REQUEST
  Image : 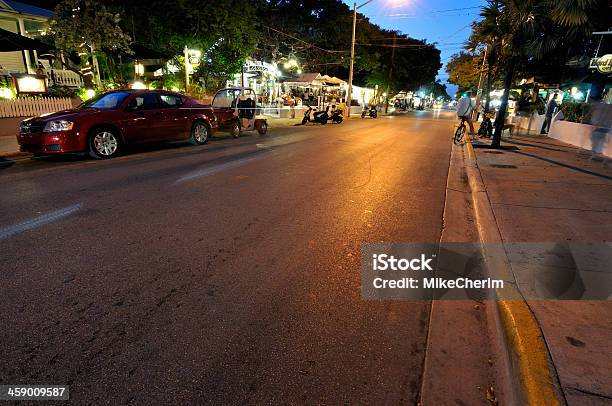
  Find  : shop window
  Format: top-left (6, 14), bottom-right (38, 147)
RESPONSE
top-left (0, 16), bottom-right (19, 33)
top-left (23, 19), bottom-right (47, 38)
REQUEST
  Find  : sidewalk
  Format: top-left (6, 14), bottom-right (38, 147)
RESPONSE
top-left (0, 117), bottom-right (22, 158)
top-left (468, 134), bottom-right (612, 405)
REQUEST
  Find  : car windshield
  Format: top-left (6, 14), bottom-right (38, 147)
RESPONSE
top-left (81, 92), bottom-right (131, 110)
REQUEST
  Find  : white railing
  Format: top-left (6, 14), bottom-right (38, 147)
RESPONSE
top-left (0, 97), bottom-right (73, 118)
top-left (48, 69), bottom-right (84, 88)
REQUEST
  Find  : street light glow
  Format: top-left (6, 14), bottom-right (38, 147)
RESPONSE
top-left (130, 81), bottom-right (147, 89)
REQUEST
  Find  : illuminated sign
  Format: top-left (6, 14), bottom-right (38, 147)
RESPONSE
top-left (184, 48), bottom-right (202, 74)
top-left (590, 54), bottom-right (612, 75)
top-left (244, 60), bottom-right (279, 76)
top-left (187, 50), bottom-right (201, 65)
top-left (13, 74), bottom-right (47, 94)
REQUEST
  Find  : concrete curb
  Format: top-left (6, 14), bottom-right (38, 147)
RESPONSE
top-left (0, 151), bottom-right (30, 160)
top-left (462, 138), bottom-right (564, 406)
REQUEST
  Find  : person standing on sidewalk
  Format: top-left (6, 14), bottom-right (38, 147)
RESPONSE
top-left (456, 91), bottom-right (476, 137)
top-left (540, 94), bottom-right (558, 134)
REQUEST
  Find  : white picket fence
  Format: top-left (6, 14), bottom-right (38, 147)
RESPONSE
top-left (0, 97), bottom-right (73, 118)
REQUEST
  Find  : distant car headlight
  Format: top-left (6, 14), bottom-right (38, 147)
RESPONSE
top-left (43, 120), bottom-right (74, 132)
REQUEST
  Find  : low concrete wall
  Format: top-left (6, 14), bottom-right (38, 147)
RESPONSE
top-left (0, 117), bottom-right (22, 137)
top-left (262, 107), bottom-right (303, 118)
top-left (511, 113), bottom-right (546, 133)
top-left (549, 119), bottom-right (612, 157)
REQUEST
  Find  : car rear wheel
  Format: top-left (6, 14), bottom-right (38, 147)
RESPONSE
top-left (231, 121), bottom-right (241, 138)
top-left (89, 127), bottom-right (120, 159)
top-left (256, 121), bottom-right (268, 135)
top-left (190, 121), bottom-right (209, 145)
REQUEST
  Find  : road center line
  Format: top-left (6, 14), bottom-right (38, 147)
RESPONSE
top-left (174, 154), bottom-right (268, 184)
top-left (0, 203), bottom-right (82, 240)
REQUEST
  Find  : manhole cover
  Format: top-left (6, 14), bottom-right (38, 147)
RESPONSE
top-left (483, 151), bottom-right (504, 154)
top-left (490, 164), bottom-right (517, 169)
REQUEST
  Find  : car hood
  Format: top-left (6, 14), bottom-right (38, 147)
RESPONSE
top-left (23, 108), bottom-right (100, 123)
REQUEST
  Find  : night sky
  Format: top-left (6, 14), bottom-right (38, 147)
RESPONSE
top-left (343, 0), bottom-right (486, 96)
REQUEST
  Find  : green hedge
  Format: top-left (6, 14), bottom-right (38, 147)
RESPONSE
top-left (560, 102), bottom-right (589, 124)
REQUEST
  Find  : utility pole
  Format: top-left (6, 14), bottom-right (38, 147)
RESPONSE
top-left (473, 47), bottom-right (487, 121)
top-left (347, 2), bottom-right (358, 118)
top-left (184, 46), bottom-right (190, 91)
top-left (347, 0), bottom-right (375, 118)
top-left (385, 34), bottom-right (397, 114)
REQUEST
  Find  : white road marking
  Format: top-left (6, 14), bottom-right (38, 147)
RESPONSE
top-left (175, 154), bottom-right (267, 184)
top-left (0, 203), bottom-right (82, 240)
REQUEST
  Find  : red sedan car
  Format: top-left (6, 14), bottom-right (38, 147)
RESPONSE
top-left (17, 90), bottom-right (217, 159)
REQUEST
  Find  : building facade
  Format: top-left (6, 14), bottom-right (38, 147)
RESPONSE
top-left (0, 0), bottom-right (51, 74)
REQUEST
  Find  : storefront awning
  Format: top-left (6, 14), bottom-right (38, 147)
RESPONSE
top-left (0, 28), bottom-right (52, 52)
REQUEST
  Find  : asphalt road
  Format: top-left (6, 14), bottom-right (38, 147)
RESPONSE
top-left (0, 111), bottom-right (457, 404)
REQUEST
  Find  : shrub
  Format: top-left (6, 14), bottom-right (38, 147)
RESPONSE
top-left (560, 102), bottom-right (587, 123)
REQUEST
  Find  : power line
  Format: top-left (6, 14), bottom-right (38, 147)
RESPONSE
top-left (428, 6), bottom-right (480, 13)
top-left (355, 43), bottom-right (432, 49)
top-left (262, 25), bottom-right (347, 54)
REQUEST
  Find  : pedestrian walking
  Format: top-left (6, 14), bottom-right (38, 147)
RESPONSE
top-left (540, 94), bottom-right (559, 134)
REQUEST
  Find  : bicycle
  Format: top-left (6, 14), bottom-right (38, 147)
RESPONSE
+++++
Show each line of the material holding "concrete".

Written reply.
  Find  : concrete curb
  Find  : low concrete wall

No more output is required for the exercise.